A escritora conta que sempre foi apaixonada por viajar e assim que recebeu o diagnóstico da ELA, em 2012, dois dos seus irmãos e um primo a presentearam, juntamente com sua mãe e seu filho, com uma travessia de Barcelona a Santos, que durou 17 noites. “Meses depois fui aposentada por invalidez e tive a oportunidade de fazer mais duas travessias, sendo uma de 11 e outra de 18 noites. Em todas elas eu ainda andava, falava e as limitações se faziam presentes só nos membros superiores, mas conseguia ainda segurar o garfo, com um suporte com velcro, necessitando de ajuda só para cortar o alimento”, relembra.
Assim, com o desejo de voltar a viajar, Maria Lucia passou a pesquisar sobre os cruzeiros novamente. “As travessias que eu vi geralmente tinham paradas nas mesmas localidades (algumas cidades do Brasil e do exterior, como Tenerife, Ilha da Madeira, Lisboa e Barcelona). Foi então que vasculhando os sites de companhias de cruzeiros (nunca perdi a esperança), encontrei um com roteiro diferenciado, com paradas em diferentes locais, como em Vigo (Espanha), Southampton (Reino Unido), Le Havre (França), Zeebrugge (Bélgica), Rotterdam (Holanda) e Hamburgo (Alemanha), além das cidades brasileiras e das paradas em Tenerife e Ilha da Madeira – e esses novos locais me despertaram uma vontade imensa de querer muito fazer essa travessia de navio, juntamente com meu filho”.
Com sua motivação ímpar de vivenciar mais essa experiência, ela começou a fazer os cálculos dos gastos, uma vez que precisa do acompanhamento de três cuidadoras, cujos valores de passagens e estadias ela teria que cobrir. Não pensou duas vezes, no dia seguinte montou uma vaquinha online no site Vakinha para a arrecadação, inicialmente, de R$40mil que, segundo ela, a grosso modo, seria suficiente para as despesas do cruzeiro e das passagens aéreas. No entanto, ela não havia pensado nos gastos que teria com transporte até Santos, passeios, refeições e hotel em Hamburgo, por conta das duas noites, além de táxis ou ubers adaptados. Precisou então aumentar a meta para R$60 mil, total que ainda não foi atingido. Até a data da viagem, foram arrecadados R$52 mil (valor bruto, pois há desconto de taxa da plataforma). “Quantia essa que agradeço imensamente aos que colaboraram! Para cobrir os gastos extras, fiz empréstimo bancário e, por isso, a Vakinha continua ativa”, esclarece, ao dizer, com brilho no olhar, sobre a experiência que a realização desse sonho a proporcionou – o cruzeiro parou em sete países: Espanha, Portugal, Reino Unido, França, Bélgica, Holanda e Alemanha.

“A experiência foi maravilhosa. Foi cansativa também, pois eu queria ir pra cabine só para dormir, e o corpo, nas minhas condições, precisa de horas de repouso. Mas eu não queria perder nada que me proporcionasse prazer e alegria. E o que mais gostei foi da vida social que pude ter no navio. Ficar fora da cama, num lugar cheio de entretenimentos, totalmente acessível e ter a possibilidade de conhecer pessoas e lugares diferentes é tudo de bom. Eu moraria num navio, se pudesse!”, relata.

__Registros para processar__:
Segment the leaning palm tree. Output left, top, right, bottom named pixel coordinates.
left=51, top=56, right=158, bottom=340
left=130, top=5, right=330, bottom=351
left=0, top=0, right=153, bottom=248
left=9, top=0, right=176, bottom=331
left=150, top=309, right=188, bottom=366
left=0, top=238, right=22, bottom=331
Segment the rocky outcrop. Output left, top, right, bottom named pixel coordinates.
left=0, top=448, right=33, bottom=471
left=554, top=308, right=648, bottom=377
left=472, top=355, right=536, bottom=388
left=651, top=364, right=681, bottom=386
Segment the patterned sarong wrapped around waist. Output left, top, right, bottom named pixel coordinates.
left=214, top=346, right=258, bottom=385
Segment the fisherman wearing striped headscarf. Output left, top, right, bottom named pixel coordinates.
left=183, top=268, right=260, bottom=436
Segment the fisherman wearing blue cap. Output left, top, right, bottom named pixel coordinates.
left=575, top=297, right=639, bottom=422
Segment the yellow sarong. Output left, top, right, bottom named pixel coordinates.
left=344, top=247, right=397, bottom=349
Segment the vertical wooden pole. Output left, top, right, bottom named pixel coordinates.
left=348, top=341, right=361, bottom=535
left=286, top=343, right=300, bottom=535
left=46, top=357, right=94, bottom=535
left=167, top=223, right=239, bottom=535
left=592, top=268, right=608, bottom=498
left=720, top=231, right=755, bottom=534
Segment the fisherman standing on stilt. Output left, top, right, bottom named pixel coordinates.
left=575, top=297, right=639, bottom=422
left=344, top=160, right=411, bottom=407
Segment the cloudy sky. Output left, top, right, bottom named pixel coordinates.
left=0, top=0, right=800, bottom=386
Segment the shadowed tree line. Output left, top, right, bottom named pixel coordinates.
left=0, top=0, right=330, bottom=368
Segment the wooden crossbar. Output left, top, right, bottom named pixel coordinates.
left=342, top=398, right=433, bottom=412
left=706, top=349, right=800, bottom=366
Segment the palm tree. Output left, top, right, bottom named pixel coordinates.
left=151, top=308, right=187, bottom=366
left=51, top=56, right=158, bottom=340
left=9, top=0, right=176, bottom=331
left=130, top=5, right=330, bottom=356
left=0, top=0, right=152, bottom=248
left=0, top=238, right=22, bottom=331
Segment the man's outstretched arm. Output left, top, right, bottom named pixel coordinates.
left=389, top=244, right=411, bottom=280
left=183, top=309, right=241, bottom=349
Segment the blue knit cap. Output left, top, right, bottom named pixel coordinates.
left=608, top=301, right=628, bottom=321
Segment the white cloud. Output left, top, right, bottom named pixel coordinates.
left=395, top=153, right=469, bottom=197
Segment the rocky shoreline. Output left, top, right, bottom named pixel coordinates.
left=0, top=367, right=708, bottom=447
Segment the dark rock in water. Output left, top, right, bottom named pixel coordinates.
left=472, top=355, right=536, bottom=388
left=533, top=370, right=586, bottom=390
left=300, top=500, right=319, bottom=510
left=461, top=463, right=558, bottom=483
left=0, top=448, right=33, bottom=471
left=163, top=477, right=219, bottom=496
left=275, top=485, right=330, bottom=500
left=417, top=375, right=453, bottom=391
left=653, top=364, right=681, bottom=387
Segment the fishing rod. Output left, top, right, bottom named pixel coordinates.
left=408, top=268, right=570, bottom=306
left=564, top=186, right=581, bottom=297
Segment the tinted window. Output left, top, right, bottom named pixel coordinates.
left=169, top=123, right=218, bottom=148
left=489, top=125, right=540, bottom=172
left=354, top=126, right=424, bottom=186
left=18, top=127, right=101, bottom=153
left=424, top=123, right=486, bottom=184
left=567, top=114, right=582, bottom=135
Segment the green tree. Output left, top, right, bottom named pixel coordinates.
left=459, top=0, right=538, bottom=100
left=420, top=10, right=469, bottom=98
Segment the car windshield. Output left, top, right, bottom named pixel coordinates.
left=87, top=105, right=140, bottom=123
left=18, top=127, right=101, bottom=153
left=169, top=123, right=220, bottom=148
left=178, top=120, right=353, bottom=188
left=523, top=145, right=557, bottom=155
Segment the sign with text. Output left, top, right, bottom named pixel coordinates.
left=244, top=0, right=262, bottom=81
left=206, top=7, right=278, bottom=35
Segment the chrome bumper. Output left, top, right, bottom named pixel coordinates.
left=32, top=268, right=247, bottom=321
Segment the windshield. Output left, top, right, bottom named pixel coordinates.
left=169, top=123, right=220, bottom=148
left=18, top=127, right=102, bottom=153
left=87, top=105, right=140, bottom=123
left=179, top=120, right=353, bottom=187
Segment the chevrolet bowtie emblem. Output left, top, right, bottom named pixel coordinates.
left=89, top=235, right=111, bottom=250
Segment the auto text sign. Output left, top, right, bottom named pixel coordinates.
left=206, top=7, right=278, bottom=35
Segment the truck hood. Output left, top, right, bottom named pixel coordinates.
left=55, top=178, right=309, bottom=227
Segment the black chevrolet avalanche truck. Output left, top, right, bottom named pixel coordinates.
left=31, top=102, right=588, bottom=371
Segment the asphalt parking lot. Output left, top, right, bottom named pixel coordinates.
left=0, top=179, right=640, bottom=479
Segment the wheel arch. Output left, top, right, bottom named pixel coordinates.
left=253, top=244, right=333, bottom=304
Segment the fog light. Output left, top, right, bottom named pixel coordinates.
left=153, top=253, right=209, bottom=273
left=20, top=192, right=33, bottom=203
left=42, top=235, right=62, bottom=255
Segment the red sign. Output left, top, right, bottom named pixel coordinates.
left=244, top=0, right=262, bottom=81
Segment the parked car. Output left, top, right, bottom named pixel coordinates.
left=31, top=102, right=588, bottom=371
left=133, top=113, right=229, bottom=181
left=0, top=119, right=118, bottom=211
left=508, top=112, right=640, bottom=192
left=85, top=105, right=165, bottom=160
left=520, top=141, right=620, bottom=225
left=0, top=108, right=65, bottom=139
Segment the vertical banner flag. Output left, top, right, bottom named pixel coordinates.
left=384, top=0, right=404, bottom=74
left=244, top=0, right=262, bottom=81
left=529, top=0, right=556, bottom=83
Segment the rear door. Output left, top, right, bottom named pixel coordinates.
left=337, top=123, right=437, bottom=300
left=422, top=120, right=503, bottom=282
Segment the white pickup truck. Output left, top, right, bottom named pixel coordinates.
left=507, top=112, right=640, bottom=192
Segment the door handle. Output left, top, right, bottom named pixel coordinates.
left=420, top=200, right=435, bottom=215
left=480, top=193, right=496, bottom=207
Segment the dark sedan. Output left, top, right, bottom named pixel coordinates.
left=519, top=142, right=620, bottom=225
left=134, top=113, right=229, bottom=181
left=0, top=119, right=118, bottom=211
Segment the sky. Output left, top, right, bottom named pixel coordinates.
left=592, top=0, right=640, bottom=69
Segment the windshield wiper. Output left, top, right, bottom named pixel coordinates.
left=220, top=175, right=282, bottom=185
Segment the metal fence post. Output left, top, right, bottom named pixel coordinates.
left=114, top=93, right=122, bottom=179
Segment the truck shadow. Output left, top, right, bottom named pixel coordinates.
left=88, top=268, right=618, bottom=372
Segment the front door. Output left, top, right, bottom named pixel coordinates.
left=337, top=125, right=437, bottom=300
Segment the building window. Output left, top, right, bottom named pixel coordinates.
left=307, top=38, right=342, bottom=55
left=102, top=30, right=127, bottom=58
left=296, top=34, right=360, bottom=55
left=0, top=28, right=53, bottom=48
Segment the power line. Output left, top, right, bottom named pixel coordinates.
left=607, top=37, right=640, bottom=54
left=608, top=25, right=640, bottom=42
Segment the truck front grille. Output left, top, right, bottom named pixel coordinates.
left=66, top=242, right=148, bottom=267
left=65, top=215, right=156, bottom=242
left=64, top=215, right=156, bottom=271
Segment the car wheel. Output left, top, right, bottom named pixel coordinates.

__Enunciado do exercício__:
A. Responda com base no texto sobre a travessia de cruzeiro:
(i) Quantas noites durou a travessia de Barcelona a Santos?
(ii) Qual era a meta inicial da vaquinha online?
(iii) Do que ela mais gostou durante o cruzeiro?
B. Nos registros, reescreva todas as linhas desde a que contém "Segment the truck shadow." até o final, sem omitir nenhuma, e aumente em 11 cada coordenada de pixel.

__Gabarito__:
A.
(i) 17 noites.
(ii) R$40 mil.
(iii) Da vida social que pôde ter no navio.

B.
Segment the truck shadow. Output left, top, right, bottom named pixel coordinates.
left=99, top=279, right=629, bottom=383
Segment the front door. Output left, top, right, bottom named pixel coordinates.
left=348, top=136, right=448, bottom=311
Segment the building window. Output left, top, right, bottom named pixel coordinates.
left=318, top=49, right=353, bottom=66
left=113, top=41, right=138, bottom=69
left=307, top=45, right=371, bottom=66
left=11, top=39, right=64, bottom=59
Segment the power line. Output left, top, right, bottom named pixel coordinates.
left=618, top=48, right=651, bottom=65
left=619, top=36, right=651, bottom=53
Segment the truck front grille. Output left, top, right, bottom named pixel coordinates.
left=77, top=253, right=159, bottom=278
left=76, top=226, right=167, bottom=253
left=75, top=226, right=167, bottom=282
Segment the car wheel. Output left, top, right, bottom named pixel coordinates.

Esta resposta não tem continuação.